Extrait choisi:
La bonne occasion, la bonne ambiance
Il n’y a rien de plus frustrant que de déboucher un vin décevant pour une grande occasion. Il est tout aussi frustrant de déboucher une bouteille merveilleuse dans un environnement où elle ne sera pas appréciée à sa juste valeur, bue à la va-vite (descendue comme on dit) sans avoir eu le temps d’être vraiment goûtée. Le vin complexe, la grande bouteille exigent une mise en condition de l’esprit. L’effet de surprise peut être bienvenu, mais il sera rarement récompensé. C’est la première des règles. Ne pas mélanger sérieux et légèreté. Ne pas vouloir improviser avec ce qui réclame de la disponibilité et de l'attention.
Le Sauvignon sur peaux de Tom Shobbrooke, un vin Australien pour connaisseurs...

Extrait de données:
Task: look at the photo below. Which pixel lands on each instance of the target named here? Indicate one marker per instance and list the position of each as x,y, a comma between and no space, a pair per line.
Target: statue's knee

À travailler:
(a) Récrivez sous forme de liste le paragraphe de l’extrait choisi sur le vin qui commence par « Il n’y a rien de plus frustrant », en gardant ses idées principales.
(b) Poursuivez l’extrait choisi sur le vin à partir de sa dernière phrase.
Les lignes forment un matériau indépendant de l’extrait choisi.

Exercices corrigés:
(a)
- Déboucher un vin décevant pour une grande occasion est très frustrant.
- Il est aussi frustrant d’ouvrir une bouteille merveilleuse dans un cadre où elle sera bue à la va-vite, sans être vraiment goûtée.
- Un vin complexe, une grande bouteille demandent une mise en condition de l’esprit.
- L’effet de surprise peut être bienvenu, mais il est rarement récompensé.
- Première règle : ne pas mélanger sérieux et légèreté, ne pas improviser avec ce qui réclame disponibilité et attention.

(b)
Le public
La connaissance du vin n’est pas le bien le mieux partagé. Le souci en revanche, c’est que tout le monde se sent « autorisé » à avoir son avis, quitte à tout mélanger. Dès lors, il est impératif de servir le vin qui convient bien aux convives. Il ne sert à rien de vouloir déboucher un vin orange subtil, qui réclame de l’attention, de la curiosité, à des personnes trop pressées de finir leurs verres ou qui ne jurent que par les vins rouges. Plus que jamais, « adaptez-vous au public ». Il vous remerciera.
Un grand vin se mérite, il faut le servir avec le bon effet de séquence
L'espace du vin
En dehors des accords mets-vins usuels, il y a aussi la pertinence du moment, de l’instant. La fin de soirée ne se prête pas à vider des grands crus…sauf si c’est votre plaisir mais avouez qu’on peut rêver meilleur moment pour les déboucher, surtout s’ils viennent de passer dix années dans votre cave à attendre leur tour. De même, le vin d’avant repas se doit d’aiguiser l’appétit, pas de plomber l’estomac. Encore une fois, il est bon de penser un peu en amont. Servir un liquoreux à l’apéritif et saturer la bouche de sucre n’est pas la meilleure manière de préparer les papilles pour le repas qui va suivre et de se donner les moyens de profiter des autres vins qui seront servis.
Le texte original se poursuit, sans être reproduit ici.